**To be done:** Print everything in the listing from the line containing "Could you please indicate the black title" down through its final line, keeping each line unchanged.
_ _ _
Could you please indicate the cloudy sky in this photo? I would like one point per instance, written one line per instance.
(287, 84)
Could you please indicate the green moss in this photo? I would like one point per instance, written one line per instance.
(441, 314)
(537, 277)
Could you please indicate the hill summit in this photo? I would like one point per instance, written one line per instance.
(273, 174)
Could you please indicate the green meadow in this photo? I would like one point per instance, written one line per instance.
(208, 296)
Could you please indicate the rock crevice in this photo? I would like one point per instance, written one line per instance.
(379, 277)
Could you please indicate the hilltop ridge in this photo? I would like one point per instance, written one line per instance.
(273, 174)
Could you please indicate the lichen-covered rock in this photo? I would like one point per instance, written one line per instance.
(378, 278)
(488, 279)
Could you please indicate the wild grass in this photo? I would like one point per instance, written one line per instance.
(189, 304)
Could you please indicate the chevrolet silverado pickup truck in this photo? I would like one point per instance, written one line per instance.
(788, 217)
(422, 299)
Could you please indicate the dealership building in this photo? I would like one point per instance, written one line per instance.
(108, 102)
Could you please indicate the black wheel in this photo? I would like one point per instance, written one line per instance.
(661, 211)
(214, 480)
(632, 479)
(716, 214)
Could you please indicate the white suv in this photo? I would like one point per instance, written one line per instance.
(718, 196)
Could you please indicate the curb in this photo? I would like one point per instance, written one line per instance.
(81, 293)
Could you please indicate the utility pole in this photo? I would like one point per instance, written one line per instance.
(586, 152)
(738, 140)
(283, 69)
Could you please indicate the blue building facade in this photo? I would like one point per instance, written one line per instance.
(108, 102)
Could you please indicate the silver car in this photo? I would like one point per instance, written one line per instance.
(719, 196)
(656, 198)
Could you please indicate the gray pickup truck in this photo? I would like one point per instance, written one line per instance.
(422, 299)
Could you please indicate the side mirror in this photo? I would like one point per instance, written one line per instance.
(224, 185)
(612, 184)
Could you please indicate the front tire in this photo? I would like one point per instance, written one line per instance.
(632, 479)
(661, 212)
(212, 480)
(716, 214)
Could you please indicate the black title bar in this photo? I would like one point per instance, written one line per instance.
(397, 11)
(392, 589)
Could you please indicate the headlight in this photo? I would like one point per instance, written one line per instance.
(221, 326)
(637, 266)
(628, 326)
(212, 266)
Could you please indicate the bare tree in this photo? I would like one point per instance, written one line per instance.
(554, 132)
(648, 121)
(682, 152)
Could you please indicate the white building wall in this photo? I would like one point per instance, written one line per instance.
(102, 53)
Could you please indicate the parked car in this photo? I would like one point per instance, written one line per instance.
_ _ _
**Task answer:**
Could you please indicate the black title bar in this photo? I would like one point per instance, written one line per instance.
(397, 11)
(392, 589)
Could you please indicate the headlight in this photo? I would like one point per instance, written one line per instance.
(221, 326)
(637, 266)
(628, 326)
(212, 266)
Could you please indicate the bare tree in this photo? I would like one point per instance, written one line per instance.
(554, 132)
(648, 121)
(682, 152)
Could you please indicate the white building wall in this photo? I would like one point per instance, written one line per instance.
(102, 53)
Could you please indicate the parked car in this photo? I would like one point per instance, written one line per instance.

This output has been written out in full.